Exercise instructions →
Can you rewrite the material below, from its start up to and including the line with "338L496 314L491 313L448", changing "rough mask" to "coarse mask" and leaving everything else as it is?
--- Provided records Enclosed Below ---
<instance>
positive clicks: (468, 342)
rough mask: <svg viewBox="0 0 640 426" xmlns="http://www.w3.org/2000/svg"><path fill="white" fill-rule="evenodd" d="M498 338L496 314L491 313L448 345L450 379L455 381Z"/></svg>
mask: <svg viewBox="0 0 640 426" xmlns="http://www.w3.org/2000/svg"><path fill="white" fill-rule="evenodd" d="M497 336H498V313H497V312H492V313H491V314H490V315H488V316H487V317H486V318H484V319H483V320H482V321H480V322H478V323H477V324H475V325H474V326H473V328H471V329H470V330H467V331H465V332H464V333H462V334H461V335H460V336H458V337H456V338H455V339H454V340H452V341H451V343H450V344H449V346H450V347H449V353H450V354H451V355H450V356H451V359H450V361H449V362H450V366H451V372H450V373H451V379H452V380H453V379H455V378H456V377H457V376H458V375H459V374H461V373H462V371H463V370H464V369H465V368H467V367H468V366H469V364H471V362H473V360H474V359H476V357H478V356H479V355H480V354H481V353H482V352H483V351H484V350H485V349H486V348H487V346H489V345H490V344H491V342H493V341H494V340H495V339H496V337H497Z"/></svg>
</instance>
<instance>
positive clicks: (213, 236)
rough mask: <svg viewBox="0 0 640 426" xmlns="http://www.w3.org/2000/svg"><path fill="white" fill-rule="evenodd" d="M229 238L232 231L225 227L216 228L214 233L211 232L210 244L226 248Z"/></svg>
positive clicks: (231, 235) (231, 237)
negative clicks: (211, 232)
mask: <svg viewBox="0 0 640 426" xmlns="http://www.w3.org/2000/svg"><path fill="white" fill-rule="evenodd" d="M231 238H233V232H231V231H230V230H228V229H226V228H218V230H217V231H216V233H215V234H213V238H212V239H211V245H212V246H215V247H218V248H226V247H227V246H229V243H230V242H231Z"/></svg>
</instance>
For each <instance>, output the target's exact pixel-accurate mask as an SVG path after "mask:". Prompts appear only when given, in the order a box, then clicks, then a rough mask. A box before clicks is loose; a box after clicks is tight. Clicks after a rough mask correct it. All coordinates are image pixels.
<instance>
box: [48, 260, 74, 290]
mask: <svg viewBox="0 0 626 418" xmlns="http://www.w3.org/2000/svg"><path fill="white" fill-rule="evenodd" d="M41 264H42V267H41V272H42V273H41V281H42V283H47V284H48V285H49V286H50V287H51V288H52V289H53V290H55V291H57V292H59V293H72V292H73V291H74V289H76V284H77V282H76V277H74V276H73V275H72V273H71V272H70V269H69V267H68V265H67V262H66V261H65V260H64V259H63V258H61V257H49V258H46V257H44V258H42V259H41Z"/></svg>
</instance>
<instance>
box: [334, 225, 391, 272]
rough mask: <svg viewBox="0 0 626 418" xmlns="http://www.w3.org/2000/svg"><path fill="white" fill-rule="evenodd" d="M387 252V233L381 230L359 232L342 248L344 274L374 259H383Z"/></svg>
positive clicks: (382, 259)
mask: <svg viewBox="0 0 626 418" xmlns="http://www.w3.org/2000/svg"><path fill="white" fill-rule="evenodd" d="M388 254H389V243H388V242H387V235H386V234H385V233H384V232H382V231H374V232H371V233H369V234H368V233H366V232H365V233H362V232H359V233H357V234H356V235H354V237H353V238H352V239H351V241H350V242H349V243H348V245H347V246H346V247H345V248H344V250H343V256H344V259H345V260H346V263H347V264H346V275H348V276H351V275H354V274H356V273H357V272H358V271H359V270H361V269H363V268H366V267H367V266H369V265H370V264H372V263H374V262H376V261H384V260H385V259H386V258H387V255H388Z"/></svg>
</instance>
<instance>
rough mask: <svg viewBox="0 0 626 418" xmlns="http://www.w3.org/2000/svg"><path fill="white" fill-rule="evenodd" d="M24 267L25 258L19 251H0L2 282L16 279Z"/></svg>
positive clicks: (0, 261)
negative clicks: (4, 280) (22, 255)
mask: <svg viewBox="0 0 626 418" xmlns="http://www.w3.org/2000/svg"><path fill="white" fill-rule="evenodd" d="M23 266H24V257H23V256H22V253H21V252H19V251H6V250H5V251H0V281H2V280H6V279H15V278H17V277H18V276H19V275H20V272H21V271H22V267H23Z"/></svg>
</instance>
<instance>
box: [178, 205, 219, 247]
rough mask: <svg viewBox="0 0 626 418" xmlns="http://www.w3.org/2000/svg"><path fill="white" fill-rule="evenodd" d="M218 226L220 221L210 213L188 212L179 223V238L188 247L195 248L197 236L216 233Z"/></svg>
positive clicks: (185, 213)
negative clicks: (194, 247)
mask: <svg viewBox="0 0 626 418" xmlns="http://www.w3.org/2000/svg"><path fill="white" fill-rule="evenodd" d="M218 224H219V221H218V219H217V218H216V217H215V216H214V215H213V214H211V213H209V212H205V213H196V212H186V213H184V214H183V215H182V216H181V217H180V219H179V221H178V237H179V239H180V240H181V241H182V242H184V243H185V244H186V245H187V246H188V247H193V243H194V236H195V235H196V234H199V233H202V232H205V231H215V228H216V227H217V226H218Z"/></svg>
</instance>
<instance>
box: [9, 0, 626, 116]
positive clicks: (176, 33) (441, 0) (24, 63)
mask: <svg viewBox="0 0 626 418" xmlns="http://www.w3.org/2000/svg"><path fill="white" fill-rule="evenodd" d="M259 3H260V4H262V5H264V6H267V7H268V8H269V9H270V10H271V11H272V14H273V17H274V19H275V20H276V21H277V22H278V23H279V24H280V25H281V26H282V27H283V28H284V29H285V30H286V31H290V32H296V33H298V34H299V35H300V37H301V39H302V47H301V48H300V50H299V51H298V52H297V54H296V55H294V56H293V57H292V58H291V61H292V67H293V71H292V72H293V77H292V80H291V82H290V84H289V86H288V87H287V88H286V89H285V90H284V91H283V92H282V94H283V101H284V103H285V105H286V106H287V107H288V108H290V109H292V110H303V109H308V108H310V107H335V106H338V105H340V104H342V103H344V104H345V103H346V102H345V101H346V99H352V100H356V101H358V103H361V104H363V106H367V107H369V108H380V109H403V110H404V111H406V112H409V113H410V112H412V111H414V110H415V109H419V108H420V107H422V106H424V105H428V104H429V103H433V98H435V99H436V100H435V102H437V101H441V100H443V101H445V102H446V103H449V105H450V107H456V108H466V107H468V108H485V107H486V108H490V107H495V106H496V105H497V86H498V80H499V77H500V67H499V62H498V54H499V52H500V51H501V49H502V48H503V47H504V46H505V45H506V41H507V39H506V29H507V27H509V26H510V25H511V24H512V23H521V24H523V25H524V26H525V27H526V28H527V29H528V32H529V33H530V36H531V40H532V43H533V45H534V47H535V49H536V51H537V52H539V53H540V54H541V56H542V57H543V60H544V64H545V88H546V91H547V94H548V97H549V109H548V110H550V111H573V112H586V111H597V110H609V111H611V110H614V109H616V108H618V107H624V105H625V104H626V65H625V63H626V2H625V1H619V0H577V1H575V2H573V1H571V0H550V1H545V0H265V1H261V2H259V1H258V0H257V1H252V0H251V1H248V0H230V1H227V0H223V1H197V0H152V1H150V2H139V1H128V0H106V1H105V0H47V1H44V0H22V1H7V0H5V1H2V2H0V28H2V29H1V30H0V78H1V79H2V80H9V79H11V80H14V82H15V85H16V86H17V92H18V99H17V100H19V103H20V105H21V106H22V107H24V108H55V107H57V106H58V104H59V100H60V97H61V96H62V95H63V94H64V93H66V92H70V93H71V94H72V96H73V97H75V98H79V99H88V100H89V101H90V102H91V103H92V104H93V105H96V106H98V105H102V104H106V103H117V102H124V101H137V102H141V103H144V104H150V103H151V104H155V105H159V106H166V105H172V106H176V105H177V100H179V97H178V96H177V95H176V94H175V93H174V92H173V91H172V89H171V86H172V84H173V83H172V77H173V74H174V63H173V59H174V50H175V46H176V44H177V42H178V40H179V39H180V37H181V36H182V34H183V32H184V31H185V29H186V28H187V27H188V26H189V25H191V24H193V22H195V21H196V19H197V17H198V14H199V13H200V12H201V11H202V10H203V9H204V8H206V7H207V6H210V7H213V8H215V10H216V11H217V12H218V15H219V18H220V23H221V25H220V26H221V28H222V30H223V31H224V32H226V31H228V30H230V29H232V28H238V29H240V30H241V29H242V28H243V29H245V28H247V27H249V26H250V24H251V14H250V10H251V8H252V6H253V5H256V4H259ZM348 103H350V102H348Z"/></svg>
--- End of Enclosed Provided records ---
Written response →
<instance>
positive clicks: (468, 342)
coarse mask: <svg viewBox="0 0 640 426" xmlns="http://www.w3.org/2000/svg"><path fill="white" fill-rule="evenodd" d="M498 338L496 314L491 313L448 345L450 379L455 381Z"/></svg>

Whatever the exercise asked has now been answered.